Records for this exercise
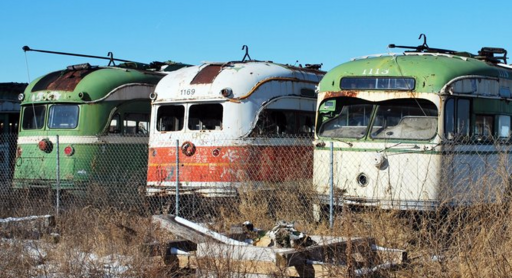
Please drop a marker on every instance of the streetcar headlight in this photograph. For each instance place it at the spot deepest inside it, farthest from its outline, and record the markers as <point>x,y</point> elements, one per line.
<point>69,150</point>
<point>45,145</point>
<point>226,92</point>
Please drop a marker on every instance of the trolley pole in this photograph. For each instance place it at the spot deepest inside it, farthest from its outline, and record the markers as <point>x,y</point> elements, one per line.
<point>177,177</point>
<point>331,186</point>
<point>58,178</point>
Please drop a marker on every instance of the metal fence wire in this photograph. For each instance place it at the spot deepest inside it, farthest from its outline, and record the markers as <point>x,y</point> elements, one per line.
<point>275,178</point>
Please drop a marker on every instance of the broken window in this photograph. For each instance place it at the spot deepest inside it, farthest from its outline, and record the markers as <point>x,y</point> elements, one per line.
<point>205,116</point>
<point>274,122</point>
<point>170,117</point>
<point>63,116</point>
<point>136,123</point>
<point>33,116</point>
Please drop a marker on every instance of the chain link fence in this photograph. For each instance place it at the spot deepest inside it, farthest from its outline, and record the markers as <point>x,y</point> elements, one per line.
<point>271,178</point>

Problem description
Render all of the material above as a JSON list of strings, one string per line, with blank lines skipped and the pictures left out.

Reply
[
  "Please drop a marker on every instance of the streetcar headlight in this photograph. For each instance place it at the spot deepest inside it, farthest from its outline, and record the markers as <point>x,y</point> elements, one per line.",
  "<point>69,150</point>",
  "<point>45,145</point>",
  "<point>226,92</point>",
  "Please drop a marker on every instance of the trolley pole in this photograph. For each instance place it at the spot deepest inside it, farthest from its outline, and record the markers as <point>x,y</point> elements, one per line.",
  "<point>177,177</point>",
  "<point>331,186</point>",
  "<point>58,178</point>",
  "Please drop a marker on every instance of the metal fence wire in this photograph. For each instance place it at the spot deepest inside it, farthest from its outline, and record the markers as <point>x,y</point> elements, one per line.",
  "<point>275,178</point>",
  "Please drop a marker on every instance of the broken window in this photograph. For each instance place it at the spot deepest inside it, farthest from its outline, and record the markers as <point>x,y</point> elements, one per line.",
  "<point>205,116</point>",
  "<point>274,122</point>",
  "<point>170,117</point>",
  "<point>63,116</point>",
  "<point>136,123</point>",
  "<point>33,116</point>",
  "Please drop a marker on every instance of the chain link fence in this photograph. For each instance place it at the spot deepest inside it, farthest from its outline, and record the markers as <point>x,y</point> elements, one per line.",
  "<point>271,178</point>"
]